**WORK ORDER A:** In the text on features for EEG classification, what does the Betti curve summarize?
**WORK ORDER B:** Pick up the text on features for EEG classification after its last sentence.

======== TEXT SEGMENT ========

Persistence entropy A real-valued measure that captures the variability in the lifespan of all points in a PD (Chintakunta et al., 2015).
Persistence image A grid-based heatmap that highlights the presence and significance of high and low persistent features within the point cloud (Adams et al., 2017).
Persistence silhouette A single weighted average function that consolidates all the layers of the landscape functions (Chazal et al., 2014).
Betti curve A function that summarizes the Betti number (total number of Hn points in PD) over time (Umeda, 2017).
DOI: 10.7717/peerj-cs.3617/table-1

Visibility graph based features

Based on the VGs generated from the EEG signal, we can directly extract network features for EEG classification, including the average (weighted) degree, average (weighted) shortest path length, modularity, density, transitivity, local and global efficiency, average clustering coefficient, and degree assortativity. Table 2 gives concise definitions and descriptions of each of these features.

Table 2:
Network features used in this study and their concise definitions.
Network features Definitions/Descriptions
Average (weighted) degree The mean (edges weight) number of edges per node in the VG that measures the strength of connectivity between nodes (Poudel et al., 2024).

======== DATA FOR REVIEW ========

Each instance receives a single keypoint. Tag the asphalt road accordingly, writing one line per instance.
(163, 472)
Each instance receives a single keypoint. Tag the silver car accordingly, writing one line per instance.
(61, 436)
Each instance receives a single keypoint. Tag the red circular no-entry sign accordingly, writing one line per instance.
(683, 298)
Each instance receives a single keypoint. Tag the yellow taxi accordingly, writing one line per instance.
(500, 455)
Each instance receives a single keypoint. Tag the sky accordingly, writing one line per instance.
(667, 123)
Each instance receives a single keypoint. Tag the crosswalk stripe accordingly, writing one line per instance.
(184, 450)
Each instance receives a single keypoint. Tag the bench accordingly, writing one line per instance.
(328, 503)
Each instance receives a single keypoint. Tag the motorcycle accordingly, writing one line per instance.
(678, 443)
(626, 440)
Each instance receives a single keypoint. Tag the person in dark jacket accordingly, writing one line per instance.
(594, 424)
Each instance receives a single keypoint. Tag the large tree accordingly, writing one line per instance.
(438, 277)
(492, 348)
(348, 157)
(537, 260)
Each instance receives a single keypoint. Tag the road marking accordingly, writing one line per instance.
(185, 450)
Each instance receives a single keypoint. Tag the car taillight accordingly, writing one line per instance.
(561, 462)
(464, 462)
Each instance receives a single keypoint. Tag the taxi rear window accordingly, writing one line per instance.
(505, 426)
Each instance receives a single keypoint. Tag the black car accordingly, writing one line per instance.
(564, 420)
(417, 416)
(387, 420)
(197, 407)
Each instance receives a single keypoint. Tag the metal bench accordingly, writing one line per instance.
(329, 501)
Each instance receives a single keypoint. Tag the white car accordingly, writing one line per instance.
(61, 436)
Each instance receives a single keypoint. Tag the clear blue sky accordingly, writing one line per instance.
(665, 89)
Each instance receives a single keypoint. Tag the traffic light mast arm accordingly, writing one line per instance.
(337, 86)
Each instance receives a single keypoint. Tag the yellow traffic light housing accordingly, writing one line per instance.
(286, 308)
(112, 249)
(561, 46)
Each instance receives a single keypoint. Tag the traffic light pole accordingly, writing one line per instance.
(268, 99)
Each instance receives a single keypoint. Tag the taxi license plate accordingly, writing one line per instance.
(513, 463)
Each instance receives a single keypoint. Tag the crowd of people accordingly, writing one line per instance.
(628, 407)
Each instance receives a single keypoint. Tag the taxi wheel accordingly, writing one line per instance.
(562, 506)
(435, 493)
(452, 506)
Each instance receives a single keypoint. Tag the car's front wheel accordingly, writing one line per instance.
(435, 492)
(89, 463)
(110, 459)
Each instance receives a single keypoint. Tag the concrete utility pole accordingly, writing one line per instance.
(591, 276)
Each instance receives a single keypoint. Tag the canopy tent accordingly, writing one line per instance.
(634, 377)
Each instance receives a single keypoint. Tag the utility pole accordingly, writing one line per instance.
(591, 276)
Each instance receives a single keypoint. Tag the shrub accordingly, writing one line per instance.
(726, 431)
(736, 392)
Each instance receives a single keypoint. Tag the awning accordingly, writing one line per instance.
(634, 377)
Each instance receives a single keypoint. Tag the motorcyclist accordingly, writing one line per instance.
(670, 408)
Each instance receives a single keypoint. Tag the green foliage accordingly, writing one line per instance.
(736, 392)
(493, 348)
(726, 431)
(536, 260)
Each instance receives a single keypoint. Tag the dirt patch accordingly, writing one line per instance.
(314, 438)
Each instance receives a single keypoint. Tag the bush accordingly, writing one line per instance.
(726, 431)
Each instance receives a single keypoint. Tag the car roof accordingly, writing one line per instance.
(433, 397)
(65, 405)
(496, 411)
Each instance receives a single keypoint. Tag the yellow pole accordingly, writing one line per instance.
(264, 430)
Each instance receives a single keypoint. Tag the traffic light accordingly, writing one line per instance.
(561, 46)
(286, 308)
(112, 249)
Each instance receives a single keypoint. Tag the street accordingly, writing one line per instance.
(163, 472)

========

**ANSWER SPACE A:** The Betti number (the total number of Hn points in the PD) over time.

**ANSWER SPACE B:**
Average (weighted) shortest path length The mean of the shortest paths (weight) between all pairs of nodes that measures the information flow in the network (Poudel et al., 2024).
Modularity A measure of how effectively the nodes in the VG are grouped into communities. High modularity indicates that the VG has denser intra-community and sparser inter-community connections (Poudel et al., 2024).
Density The actual number of edges divided by the maximum possible number of edges in a VG, highlighting the differences in the number of edges across VGs (Zhang et al., 2023).
Transitivity Measures the likelihood that two connected nodes have a common neighbor, forming a closed triangle that shows interconnectivity (Azizi & Sulaimany, 2024).
Local efficiency The average global efficiencies of subgraphs formed by each node’s direct neighbors, measuring how information is exchanged with these neighboring nodes (Azizi & Sulaimany, 2024).
Global efficiency The average of the inverse shortest path lengths between all nodes, while a greater global efficiency reflects a network’s ability to transmit or integrate information more effectively (Zhang et al., 2023).
Average clustering coefficient The average number of typical connections between a node and its neighbors that highlight the average tendency for these neighbors to form complete graphs (Zhang et al., 2023).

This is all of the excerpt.